# START OF SOURCE PASSAGE

Cohere quantized local checkpoints

Cohere Transcribe can be loaded from local MLX-converted checkpoints, including 8-bit and 4-bit variants. To generate these variants explicitly, use --q-bits 8 or --q-bits 4 together with --quantize.

8-bit: python -m mlx_audio.convert --model-domain stt --quantize --q-bits 8
4-bit: python -m mlx_audio.convert --model-domain stt --quantize --q-bits 4

You can also pass --q-group-size to control the quantization group size when needed.

Unified API¶

All STT models share the same loading interface:

PythonCLI

from mlx_audio.stt import load

model = load("mlx-community/whisper-large-v3-turbo-asr-fp16")
result = model.generate("audio.wav")
print(result.text)

# END OF SOURCE PASSAGE
# START OF STORED RECORDS

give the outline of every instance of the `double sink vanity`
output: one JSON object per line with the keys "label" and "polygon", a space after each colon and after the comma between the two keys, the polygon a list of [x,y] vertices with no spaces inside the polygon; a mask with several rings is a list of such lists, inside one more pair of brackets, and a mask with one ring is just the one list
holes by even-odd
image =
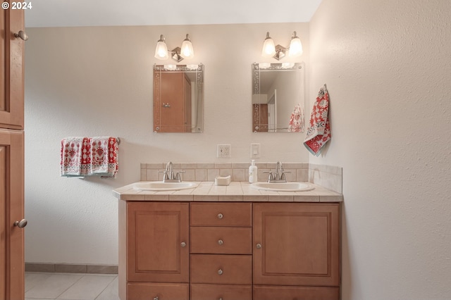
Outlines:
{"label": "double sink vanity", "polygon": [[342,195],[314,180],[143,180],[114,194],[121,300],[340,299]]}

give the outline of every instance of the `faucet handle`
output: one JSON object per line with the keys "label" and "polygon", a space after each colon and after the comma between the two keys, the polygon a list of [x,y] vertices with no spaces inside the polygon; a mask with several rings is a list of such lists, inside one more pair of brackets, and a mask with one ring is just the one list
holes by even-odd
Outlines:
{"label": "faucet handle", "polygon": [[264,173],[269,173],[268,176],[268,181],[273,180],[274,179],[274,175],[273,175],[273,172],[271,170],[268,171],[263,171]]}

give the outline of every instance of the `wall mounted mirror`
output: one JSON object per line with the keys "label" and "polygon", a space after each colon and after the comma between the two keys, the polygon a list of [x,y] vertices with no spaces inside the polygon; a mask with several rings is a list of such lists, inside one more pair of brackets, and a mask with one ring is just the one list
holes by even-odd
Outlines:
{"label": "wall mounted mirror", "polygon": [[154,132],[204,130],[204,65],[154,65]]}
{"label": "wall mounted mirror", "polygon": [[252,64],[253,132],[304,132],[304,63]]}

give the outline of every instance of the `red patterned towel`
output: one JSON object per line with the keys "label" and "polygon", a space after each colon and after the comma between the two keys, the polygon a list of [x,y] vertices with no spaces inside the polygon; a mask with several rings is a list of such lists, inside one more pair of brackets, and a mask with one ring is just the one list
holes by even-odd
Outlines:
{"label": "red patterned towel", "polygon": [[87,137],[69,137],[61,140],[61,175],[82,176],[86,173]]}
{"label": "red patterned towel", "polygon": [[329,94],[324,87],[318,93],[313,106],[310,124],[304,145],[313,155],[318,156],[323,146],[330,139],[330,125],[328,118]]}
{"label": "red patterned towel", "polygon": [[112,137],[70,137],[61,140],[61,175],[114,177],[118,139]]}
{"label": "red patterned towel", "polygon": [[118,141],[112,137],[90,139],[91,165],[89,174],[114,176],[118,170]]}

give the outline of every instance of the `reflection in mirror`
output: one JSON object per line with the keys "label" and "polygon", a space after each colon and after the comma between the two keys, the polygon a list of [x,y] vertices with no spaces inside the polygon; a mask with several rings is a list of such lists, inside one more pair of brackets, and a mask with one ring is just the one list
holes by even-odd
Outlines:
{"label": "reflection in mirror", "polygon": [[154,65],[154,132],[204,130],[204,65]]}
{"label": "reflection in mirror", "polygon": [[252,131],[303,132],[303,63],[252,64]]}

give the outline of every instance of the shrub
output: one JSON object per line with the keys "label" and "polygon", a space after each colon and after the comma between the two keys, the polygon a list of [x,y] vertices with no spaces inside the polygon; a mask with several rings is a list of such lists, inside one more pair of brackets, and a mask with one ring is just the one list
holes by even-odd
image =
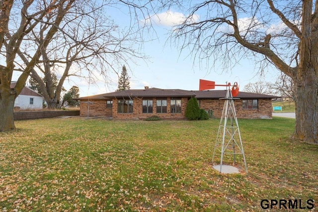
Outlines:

# END OF STORED RECORDS

TASKS AND EXERCISES:
**a)** Pick out and copy each line of the entries that contains the string "double", treating uppercase and lowercase letters as distinct.
**b)** Extend the passage on MLX audio checkpoints, beginning directly after its final line.
The passage on MLX audio checkpoints and the entries are unrelated, separate material.

SOLVED PROBLEMS:
**a)**
give the outline of every instance of the `double sink vanity`
{"label": "double sink vanity", "polygon": [[342,195],[314,180],[143,180],[114,194],[121,300],[340,299]]}

**b)**
mlx_audio.stt.generate \
  --model mlx-community/whisper-large-v3-turbo-asr-fp16 \
  --audio audio.wav \
  --verbose

Choosing a model

Best multilingual coverage: Whisper (99+ languages) or MMS (1000+ languages)
Best accuracy for English: Parakeet v2 or Whisper large-v3-turbo
Best for European languages: Parakeet v3 (25 languages) or Canary
Lowest latency / streaming: Voxtral Realtime (4bit variant)
Smallest footprint: Moonshine tiny (27M parameters)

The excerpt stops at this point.